#### REQUIREMENT:
Can you rewrite the material below with every "Would you be so good as to trace" changed to "Please trace", keeping everything else the same and leaving out the pictures?
======
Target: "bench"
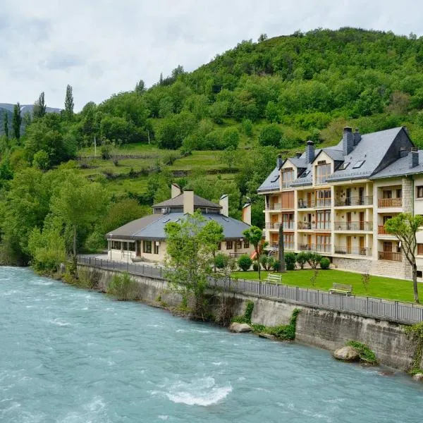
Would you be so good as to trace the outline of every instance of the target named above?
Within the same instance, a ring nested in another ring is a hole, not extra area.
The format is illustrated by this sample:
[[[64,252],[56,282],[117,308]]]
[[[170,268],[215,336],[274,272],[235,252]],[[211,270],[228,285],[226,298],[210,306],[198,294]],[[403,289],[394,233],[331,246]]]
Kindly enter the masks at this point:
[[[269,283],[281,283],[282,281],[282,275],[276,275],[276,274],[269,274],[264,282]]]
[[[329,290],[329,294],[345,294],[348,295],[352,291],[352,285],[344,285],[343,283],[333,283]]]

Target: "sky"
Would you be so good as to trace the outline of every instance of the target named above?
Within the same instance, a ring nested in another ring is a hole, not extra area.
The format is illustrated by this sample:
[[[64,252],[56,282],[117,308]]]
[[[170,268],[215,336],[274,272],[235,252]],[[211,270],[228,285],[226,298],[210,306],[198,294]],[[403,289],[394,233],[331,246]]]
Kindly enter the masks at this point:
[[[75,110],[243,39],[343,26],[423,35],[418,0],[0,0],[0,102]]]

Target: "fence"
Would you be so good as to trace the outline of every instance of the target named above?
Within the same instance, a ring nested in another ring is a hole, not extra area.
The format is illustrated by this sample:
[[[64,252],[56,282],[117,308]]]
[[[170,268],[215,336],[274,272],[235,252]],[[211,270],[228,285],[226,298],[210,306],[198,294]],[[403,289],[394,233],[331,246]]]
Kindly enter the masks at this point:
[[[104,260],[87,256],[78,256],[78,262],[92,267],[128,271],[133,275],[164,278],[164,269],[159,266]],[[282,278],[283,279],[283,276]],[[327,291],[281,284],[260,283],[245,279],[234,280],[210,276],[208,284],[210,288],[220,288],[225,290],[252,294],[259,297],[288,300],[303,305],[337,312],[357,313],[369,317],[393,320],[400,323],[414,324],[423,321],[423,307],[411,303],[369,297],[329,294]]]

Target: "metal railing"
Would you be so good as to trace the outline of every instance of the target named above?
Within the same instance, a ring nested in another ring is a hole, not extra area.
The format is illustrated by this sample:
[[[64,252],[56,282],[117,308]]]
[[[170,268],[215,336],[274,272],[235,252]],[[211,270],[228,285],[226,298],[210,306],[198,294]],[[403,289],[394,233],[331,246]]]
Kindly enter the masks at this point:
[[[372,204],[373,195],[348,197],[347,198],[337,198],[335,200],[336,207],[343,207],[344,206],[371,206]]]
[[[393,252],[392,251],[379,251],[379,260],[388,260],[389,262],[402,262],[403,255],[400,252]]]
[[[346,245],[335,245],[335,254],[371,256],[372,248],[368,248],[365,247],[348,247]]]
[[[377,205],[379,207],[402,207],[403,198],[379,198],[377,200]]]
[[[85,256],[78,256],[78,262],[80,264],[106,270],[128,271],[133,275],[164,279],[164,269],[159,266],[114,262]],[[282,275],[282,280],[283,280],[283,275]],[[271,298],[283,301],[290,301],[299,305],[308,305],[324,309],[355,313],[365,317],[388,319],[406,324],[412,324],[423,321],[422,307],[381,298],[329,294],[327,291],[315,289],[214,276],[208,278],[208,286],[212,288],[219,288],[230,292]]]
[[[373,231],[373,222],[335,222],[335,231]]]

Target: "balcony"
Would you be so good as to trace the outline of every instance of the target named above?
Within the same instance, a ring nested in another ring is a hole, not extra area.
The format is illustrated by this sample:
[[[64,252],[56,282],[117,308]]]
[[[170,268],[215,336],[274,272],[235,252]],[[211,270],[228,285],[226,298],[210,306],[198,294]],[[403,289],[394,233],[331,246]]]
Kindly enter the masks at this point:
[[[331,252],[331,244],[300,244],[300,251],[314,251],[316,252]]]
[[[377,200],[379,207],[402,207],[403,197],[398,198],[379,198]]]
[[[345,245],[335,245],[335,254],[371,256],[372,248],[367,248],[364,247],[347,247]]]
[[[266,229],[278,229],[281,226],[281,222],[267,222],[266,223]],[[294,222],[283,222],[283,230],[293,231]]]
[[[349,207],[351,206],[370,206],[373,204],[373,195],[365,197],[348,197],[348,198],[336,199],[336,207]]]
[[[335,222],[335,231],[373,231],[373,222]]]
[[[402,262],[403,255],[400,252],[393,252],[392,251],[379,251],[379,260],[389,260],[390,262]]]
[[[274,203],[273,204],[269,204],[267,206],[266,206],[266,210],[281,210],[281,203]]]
======
#### SOLVED EXERCISE:
Target: "bench"
Please trace the outline of every instance of the target named above?
Within the same instance, a ring nested in another ring is a hole, not extra area.
The format is illustrated by this sample:
[[[64,252],[56,282],[117,308]]]
[[[170,268],[215,336],[274,272],[235,252]],[[211,270],[228,285],[226,298],[210,306],[198,294]],[[403,289],[394,233],[331,246]]]
Kindly enter the masks at this point:
[[[269,283],[281,283],[282,281],[282,275],[276,275],[276,274],[269,274],[264,282]]]
[[[329,290],[329,294],[345,294],[348,295],[352,291],[352,285],[344,285],[343,283],[333,283]]]

Target: "sky"
Please trace the outline of every instance of the target named above?
Within the same instance, a ring nested in another ring is a hole, not extra area.
The format is illustrated by this sample:
[[[64,252],[56,282],[117,308]]]
[[[170,268],[215,336],[274,272],[235,252]],[[211,270],[228,285],[226,298],[210,306],[198,294]],[[403,289],[394,233],[331,246]]]
Kindly enter the masks at this point:
[[[75,110],[243,39],[343,26],[423,35],[418,0],[0,0],[0,102]]]

Target: "fence"
Please trace the outline of every instance of the target named above?
Within the same instance, a ring nested in another ring is a hole, not extra area.
The format is illustrated by this sample:
[[[64,252],[56,282],[117,308]]]
[[[170,268],[215,336],[274,272],[235,252]],[[211,270],[228,285],[226,298],[210,306],[198,294]],[[403,289],[394,233],[331,246]]]
Kindly enter the masks at this point:
[[[104,260],[87,256],[78,256],[78,262],[92,267],[128,271],[133,275],[164,278],[164,269],[159,266]],[[282,278],[283,279],[283,276]],[[327,291],[281,284],[260,283],[245,279],[234,280],[210,276],[208,284],[210,288],[220,288],[225,290],[252,294],[259,297],[288,300],[303,305],[337,312],[357,313],[369,317],[393,320],[400,323],[414,324],[423,321],[423,307],[411,303],[369,297],[329,294]]]

Target: "metal railing"
Please trace the outline of every instance of the target named above?
Within the same instance, a ring nested in another ring is a hole, not extra area.
The format is illustrated by this sample:
[[[64,252],[56,282],[117,308]]]
[[[170,268],[215,336],[274,272],[235,252]],[[211,270],[228,285],[226,298],[210,306],[198,294]],[[403,289],[394,233],[331,246]]]
Kindly enter the masks at this point:
[[[372,204],[373,195],[348,197],[347,198],[337,198],[335,200],[336,207],[343,207],[344,206],[371,206]]]
[[[393,252],[392,251],[379,251],[379,260],[388,260],[389,262],[402,262],[403,255],[400,252]]]
[[[346,245],[335,245],[335,254],[371,256],[372,248],[368,248],[365,247],[348,247]]]
[[[377,205],[379,207],[402,207],[403,198],[379,198],[377,200]]]
[[[85,256],[78,256],[78,262],[80,264],[106,270],[128,271],[133,275],[164,279],[164,269],[159,266],[114,262]],[[282,275],[282,280],[283,280],[283,275]],[[271,298],[283,301],[290,301],[299,305],[308,305],[324,309],[355,313],[365,317],[388,319],[406,324],[412,324],[423,321],[422,307],[381,298],[329,294],[327,291],[315,289],[214,276],[208,278],[208,286],[212,288],[219,288],[230,292]]]
[[[373,231],[373,222],[335,222],[335,231]]]

Target: "balcony"
Please trace the outline of every instance of the target named above?
Within the same instance, a ring nested in another ring is a hole, not extra area.
The format is illustrated by this sample:
[[[64,252],[56,282],[117,308]]]
[[[170,268],[215,336],[274,272],[235,252]],[[211,270],[228,285],[226,298],[210,306],[198,294]],[[403,289],[394,233],[331,246]]]
Kindly enter the masks at this point:
[[[331,252],[331,244],[300,244],[300,251],[314,251],[316,252]]]
[[[377,200],[379,207],[402,207],[403,197],[398,198],[379,198]]]
[[[345,245],[335,245],[335,254],[371,256],[372,248],[367,248],[364,247],[347,247]]]
[[[266,229],[278,229],[281,226],[281,222],[267,222],[266,223]],[[294,222],[283,222],[283,230],[293,231]]]
[[[349,207],[351,206],[370,206],[373,204],[373,195],[365,197],[348,197],[348,198],[336,199],[336,207]]]
[[[335,222],[335,231],[373,231],[373,222]]]
[[[402,262],[403,255],[400,252],[393,252],[392,251],[379,251],[379,260],[389,260],[390,262]]]
[[[274,203],[273,204],[269,204],[267,206],[266,206],[266,210],[281,210],[281,203]]]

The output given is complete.